**Page extract:**
--*--

Showing posts with label life stuff. Show all posts
Showing posts with label life stuff. Show all posts

Tuesday, February 3, 2009

clearly i am more fckd up than i thought

it's like a fairy tale right. boy meets girl, sweeps girl off feet and off they go to live happily ever after... right?

erm. clearly not to my mind.

on paper i have everything any normal girl should want (there's the big glaring clue... me and normal don't usually get put in a sentence!)... a great supportive guy that's seen me at my best and worst, and is still here. Pretty fucking amazing that. He adores my child, loves motorsport and music (real music mind you, except for slipknot. he and i'll never agree on slipknot) and gets on great with my friends, who all think he's fantastic. As I do. Don't get me wrong here. I'm totally (to borrow cath's phrase) smit. And so proud of him for working so hard to turn his life around this year.

but... (dum dum duuuuuuuuum)

I'm just not used to this level of devotion. i'm not used to someone being there for EVERYTHING. whether it's complete manic excitement, panic attacks, drunken spewing, bad dancing, silliness, sadness, whatever. he's there, being strong and supportive and just accepting and carrying on with it. it's awesome. and frightening. it scares me that i may start to depend on him and lose some of my strength because i won't need it when he's around to prop me up and get me through my "episodes". and i don't know how to deal with being told i'mbeautiful and amazing and blah blah blah, except to burst out laughing and tell him to get his eyes checked. and i'm scared that one day, after he's invested so much time and love and energy in me, and shae, that he'll realise i AM actually just a fucking nutjob, just like i've been trying to tell him for the last 6 months and then he won't be there anymore.

and most of all, i'm terrified that if i don't learn how to be more open and vulnerable and just go with this amazing thing that has happened to me, i'll drive him away.

--*--

**Entries provided:**
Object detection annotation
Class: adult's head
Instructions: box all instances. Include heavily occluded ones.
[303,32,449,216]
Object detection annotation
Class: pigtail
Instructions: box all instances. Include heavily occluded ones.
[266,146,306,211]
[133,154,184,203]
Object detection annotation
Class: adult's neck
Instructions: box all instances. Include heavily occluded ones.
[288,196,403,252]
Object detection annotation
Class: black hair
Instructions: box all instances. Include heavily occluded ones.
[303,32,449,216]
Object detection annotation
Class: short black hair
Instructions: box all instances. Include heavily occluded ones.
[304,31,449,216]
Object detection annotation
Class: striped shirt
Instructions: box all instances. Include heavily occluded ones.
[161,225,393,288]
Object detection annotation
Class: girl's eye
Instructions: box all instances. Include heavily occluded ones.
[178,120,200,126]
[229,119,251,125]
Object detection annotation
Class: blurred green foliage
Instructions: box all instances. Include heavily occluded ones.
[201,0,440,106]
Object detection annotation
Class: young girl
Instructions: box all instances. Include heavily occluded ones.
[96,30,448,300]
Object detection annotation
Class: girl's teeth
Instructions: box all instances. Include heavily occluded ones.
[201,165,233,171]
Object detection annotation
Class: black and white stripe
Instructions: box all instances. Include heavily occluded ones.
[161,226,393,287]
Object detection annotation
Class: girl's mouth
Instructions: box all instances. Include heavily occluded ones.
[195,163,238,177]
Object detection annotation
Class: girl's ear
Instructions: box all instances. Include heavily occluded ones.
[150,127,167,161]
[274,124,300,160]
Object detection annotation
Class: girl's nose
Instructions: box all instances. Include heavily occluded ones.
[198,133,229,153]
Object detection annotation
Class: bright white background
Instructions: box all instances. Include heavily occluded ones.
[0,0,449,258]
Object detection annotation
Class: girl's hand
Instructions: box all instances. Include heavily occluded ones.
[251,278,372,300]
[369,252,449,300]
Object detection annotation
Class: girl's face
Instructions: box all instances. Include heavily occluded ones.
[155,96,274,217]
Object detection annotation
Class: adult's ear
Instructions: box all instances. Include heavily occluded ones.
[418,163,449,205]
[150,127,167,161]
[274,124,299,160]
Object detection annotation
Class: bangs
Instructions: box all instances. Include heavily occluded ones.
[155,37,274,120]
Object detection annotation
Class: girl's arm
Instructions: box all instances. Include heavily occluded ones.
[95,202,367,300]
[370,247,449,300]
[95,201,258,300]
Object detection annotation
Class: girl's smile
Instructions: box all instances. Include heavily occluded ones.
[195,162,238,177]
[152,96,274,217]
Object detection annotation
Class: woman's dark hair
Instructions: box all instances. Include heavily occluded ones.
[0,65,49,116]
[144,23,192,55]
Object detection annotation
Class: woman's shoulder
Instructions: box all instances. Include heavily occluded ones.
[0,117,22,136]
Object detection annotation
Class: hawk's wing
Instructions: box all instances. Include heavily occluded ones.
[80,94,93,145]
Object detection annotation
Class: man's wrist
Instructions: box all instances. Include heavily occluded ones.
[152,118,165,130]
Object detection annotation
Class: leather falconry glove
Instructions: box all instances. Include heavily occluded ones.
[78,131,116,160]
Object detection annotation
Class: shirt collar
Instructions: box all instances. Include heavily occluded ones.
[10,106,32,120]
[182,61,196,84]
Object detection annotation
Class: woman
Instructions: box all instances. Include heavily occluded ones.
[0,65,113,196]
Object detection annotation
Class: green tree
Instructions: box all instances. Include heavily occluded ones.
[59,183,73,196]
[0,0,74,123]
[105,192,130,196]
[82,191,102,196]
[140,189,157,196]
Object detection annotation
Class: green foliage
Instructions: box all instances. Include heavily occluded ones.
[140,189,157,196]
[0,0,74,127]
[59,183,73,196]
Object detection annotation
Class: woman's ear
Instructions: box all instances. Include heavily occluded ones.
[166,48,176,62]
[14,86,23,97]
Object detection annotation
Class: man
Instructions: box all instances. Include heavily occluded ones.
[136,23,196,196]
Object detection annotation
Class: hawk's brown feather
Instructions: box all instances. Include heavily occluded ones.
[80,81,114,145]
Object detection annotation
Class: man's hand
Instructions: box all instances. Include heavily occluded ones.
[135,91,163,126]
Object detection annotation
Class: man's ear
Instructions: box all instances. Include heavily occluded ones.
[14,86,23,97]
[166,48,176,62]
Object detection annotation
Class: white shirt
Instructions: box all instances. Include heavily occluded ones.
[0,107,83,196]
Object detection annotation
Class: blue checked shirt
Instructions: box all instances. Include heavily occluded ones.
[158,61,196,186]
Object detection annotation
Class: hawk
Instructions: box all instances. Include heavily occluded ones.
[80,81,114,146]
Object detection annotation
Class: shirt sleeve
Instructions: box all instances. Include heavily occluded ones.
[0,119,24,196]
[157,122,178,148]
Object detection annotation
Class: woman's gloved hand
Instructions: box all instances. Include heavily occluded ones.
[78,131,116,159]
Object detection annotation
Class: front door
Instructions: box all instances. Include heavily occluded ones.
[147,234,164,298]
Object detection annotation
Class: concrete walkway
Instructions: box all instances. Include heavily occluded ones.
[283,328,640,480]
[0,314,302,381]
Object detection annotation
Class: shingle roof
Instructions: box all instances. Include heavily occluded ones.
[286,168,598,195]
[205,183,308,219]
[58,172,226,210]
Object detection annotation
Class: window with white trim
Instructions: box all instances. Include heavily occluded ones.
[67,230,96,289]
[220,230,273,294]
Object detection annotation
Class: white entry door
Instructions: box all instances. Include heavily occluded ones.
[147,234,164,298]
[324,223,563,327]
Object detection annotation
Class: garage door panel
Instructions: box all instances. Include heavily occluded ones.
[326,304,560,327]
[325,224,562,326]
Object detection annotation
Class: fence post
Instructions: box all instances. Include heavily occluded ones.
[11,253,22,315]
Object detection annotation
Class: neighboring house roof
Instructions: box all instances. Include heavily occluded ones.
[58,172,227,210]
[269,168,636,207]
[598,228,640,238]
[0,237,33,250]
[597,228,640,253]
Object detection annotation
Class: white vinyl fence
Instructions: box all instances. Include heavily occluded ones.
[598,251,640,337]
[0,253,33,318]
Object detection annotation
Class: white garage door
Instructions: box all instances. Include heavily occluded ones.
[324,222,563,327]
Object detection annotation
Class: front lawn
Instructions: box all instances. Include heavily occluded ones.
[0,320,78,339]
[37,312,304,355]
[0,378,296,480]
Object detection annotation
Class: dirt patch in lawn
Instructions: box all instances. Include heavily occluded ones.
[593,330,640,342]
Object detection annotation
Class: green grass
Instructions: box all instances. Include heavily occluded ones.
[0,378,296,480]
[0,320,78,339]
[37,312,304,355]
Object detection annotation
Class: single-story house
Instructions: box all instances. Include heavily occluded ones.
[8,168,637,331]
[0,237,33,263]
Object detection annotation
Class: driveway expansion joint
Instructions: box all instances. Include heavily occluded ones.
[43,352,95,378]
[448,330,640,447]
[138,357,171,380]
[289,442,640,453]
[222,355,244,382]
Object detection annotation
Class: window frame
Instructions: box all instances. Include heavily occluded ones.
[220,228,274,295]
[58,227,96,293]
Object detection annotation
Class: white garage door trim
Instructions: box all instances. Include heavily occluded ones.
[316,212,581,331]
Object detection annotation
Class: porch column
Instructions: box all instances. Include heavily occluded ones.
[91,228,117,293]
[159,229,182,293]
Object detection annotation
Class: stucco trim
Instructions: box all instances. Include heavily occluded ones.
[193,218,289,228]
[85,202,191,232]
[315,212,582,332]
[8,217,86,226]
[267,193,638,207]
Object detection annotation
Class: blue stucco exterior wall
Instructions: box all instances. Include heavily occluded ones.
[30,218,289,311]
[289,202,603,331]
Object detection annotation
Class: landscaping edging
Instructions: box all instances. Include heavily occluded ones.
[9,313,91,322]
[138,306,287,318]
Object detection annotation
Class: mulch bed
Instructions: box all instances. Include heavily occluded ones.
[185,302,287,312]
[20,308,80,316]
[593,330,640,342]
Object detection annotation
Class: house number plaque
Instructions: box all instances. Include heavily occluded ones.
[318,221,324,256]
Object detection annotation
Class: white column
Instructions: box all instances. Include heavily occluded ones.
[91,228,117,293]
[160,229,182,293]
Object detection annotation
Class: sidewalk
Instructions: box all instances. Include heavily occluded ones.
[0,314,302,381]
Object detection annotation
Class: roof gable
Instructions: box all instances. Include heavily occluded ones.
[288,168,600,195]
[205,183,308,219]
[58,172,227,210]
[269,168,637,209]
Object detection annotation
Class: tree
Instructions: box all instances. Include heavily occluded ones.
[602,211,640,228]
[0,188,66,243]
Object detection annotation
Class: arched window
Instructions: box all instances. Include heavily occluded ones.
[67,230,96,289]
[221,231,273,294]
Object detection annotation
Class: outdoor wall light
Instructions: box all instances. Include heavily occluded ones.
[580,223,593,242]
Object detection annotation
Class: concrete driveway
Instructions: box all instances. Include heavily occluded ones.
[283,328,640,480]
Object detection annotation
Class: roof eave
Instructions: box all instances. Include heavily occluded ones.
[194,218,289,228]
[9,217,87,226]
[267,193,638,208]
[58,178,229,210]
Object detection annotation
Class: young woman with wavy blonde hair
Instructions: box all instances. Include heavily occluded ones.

--*--

**Required action:** Reproduce the part of the blog post that opens with the words "I'm just not" and closes with "be there anymore.".

**Finished exercise:**
I'm just not used to this level of devotion. i'm not used to someone being there for EVERYTHING. whether it's complete manic excitement, panic attacks, drunken spewing, bad dancing, silliness, sadness, whatever. he's there, being strong and supportive and just accepting and carrying on with it. it's awesome. and frightening. it scares me that i may start to depend on him and lose some of my strength because i won't need it when he's around to prop me up and get me through my "episodes". and i don't know how to deal with being told i'mbeautiful and amazing and blah blah blah, except to burst out laughing and tell him to get his eyes checked. and i'm scared that one day, after he's invested so much time and love and energy in me, and shae, that he'll realise i AM actually just a fucking nutjob, just like i've been trying to tell him for the last 6 months and then he won't be there anymore.